■ **Auszug zum Lesen**:
┌────────
Chen Jerusalem, Alumnus des Ernst Ludwig Ehrlich Studienwerks über sein Studium und seine Abschlussarbeit „Cover the Body with Feelings“:
Als Designer arbeitet man an der Wirkung anderer Leute. Das Gegenüber zu verstehen, um sein Verlangen - nach welcher Wirkung auch immer - stillen zu können.
Meine Erfahrungen sammelte ich bei einem sechs monatigen Aufenthalt bei den zwei Querdenkern in der Haute Couture Viktor and Rolf und begleitete sie zu zwei Schauen nach Paris. Seit 2012 bin ich Mitglied im MTV EMA Costume Team und arbeitete bereits an Projekten für Robin Thicke und Miley Cyrus. 2013 präsentierte ich mit anderen Ausgewählten des Jahrgangs meine Realisation zum Film Lone Ranger auf der Europa Filmpremiere in Berlin. Bereits im ersten Semester stellte ich in einem Kooperationsprojekt mit Lodenfrey ein Kleidungsobjekt aus Papier über die Winterzeit in deren Schaufenster aus.
Mode ist eben nicht nur die Art und Weise sich zu kleiden, sondern viel mehr sein Gefühl nach außen tragen zu können. Kein Mensch legt seine Gefühle vor der Masse gern aus, doch modisch jubeln wir anderen unser Gefühl ein wenig unter.
Mode hat viel mit Stimmung und Laune zu tun, aber auch damit, wer wir sind und wer wir vielleicht gerne sein wollen. Je nach Ereignis, Jahreszeit oder Empfindlichkeiten, wie Müdigkeit oder Krankheit, bedecken wir uns ganz von selbst mit diesem für diesen einen Moment wichtig empfundenen Gefühl.
Das Jerusalem Syndrom, ist eine anerkannte Psychose die Ende der 1970er Jahre in Jerusalem entdeckt wurde. 50 bis 200 Pilger, Touristen, aber teils auch einheimische Bewohner jährlich erkennen sich selbst als Heilige wieder. Sie glauben, von Gott gesandt zu sein oder zumindest mit ihm Kontakt aufgenommen zu haben. Schwangere Frauen meinen, Jesus den Erlöser in sich zu tragen. Andere waren der Meinung, die unzerstörbaren Kräfte des halbstarken Samson übermittelt bekommen zu haben. Ein anderer steckte die heilige al-Aqsa Moschee kurzzeitig in Brand weil er meinte es von Gott so befohlen zu bekommen.
└────────
■ **Aufgabe**:
Führe den Bericht über Modedesign und das Jerusalem-Syndrom im Anschluss an seinen letzten Satz weiter. Die nachstehenden Zeilen stammen aus einer anderen Quelle.

■ **Daten zur Analyse**:
┌────────
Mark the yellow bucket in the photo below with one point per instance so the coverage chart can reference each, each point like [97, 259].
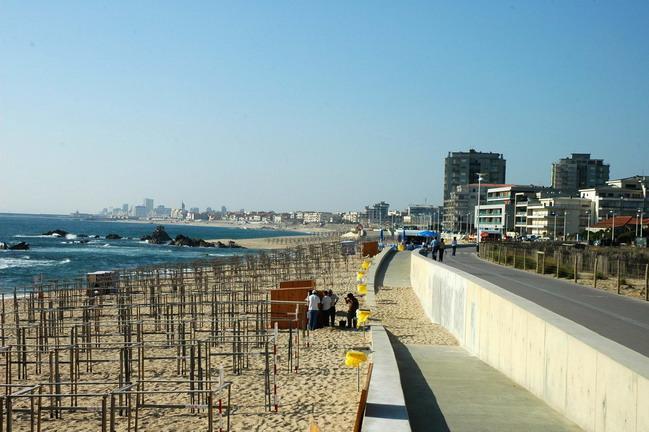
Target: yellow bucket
└────────
┌────────
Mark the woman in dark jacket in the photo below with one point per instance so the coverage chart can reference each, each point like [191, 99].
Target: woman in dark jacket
└────────
■ **Endgültige Antwort**:
Orte können auf uns in unserer Entwicklung genauso einwirken wie jegliches anderes Merkmal. Spirituell gesehen haben verschiedene Orte auf jeden eine andere Ausstrahlung. Das Jerusalem Syndrom behandelt genau diese Art von Gefühlen. Die Gefühle, die entstehen sollte uns eine Stadt so einnehmen, dass wir uns selbst erst einmal wiederfinden müssen.
Wie auch Eva aus der Rippe des Mannes geschaffen wurde, findet sich innerhalb dieser Kollektion der schwarze Mantel, der traditionell von chassidischen Männern getragen wird, auch bei der Frau wieder. Inspiriert durch die Zwangsjacken einer psychotherapeutischen Klinik sind Taschen unter einer Klappe versteckt, die unsere Hände vom Handeln abhalten sollen. Sie erinnern außerdem an die vor Diebstahl schützenden Hände der Menschen beim Einkaufen auf dem Schuck – dem Markt.
Über asymmetrisch lange und kurze Hemden, Blusen, Hosen und Jacken legen sich aufwändig bestickte Bustiers, deren Muster an armenischen Kacheln erinnern, welche in Jerusalem nicht wenig aufzufinden sind. Teils werden Elemente wiederholt auf ein Kleidungsstück aufgesetzt und so entsteht Verwirrung: wo ist der Verschluss, wo ist der Eingang und wie lang sind Arme und Beine wirklich?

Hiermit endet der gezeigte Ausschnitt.